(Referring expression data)
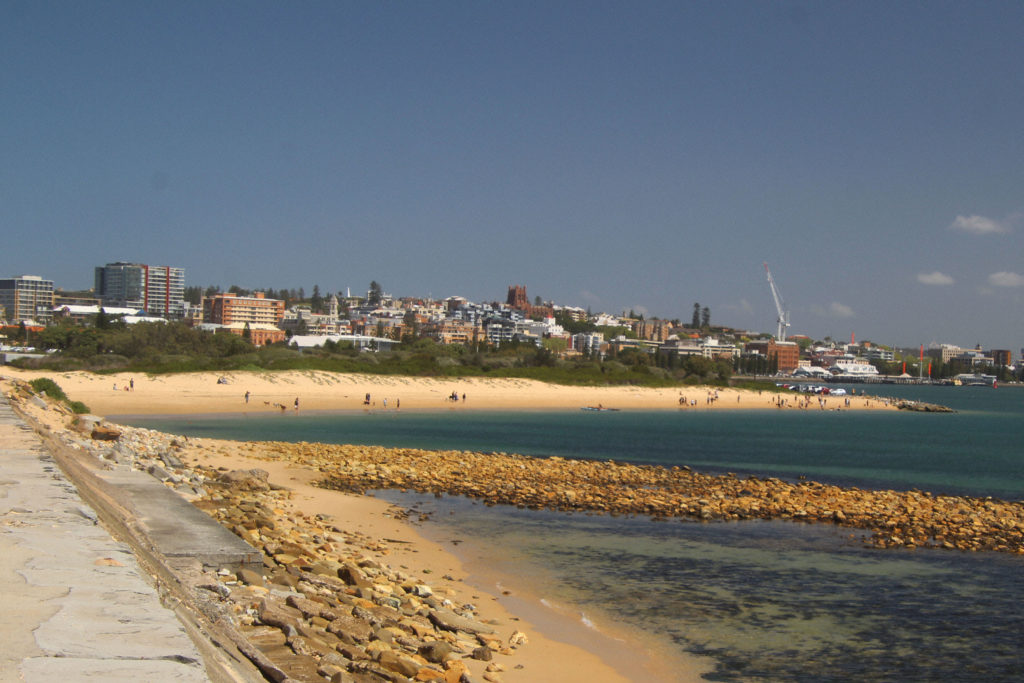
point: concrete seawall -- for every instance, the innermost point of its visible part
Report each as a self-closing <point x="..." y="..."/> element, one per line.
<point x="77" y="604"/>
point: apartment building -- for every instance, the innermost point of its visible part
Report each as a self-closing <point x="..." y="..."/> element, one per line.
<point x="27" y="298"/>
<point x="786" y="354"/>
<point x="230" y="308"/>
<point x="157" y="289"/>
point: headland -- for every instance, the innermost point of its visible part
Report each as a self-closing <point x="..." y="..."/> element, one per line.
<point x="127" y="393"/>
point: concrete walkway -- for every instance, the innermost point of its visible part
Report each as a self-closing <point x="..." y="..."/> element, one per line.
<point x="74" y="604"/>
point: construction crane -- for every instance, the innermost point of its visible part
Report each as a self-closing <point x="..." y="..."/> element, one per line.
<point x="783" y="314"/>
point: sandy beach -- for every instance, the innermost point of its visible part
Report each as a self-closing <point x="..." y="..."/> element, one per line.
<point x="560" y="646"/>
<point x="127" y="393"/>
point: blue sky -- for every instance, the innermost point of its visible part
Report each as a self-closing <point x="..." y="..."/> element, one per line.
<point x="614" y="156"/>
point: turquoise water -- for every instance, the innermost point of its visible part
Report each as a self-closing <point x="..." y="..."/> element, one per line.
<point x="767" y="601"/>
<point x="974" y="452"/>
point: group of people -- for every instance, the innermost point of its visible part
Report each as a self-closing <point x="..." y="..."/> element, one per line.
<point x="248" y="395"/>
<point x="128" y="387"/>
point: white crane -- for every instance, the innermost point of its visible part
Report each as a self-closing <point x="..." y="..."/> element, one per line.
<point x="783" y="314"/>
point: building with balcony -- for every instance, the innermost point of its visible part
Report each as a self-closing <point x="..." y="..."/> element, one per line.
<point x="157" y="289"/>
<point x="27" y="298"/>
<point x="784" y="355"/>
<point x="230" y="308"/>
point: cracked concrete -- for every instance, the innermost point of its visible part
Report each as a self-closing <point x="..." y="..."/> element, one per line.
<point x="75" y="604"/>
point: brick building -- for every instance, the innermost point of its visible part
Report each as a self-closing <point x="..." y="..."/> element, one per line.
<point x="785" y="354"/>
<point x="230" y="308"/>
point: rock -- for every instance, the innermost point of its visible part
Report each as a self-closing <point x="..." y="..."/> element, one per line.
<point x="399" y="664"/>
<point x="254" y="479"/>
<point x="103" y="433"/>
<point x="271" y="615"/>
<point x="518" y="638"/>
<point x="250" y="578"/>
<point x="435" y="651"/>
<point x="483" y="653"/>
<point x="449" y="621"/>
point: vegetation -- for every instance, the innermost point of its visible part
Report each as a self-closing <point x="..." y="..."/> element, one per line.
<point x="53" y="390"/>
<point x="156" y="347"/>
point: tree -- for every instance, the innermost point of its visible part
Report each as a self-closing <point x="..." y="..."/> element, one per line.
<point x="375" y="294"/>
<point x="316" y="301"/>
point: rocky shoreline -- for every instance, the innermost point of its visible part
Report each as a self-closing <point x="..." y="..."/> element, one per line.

What you will do: Could you give the number of lines in the entries that contain the string "crane"? Only the number, please.

Reply: 2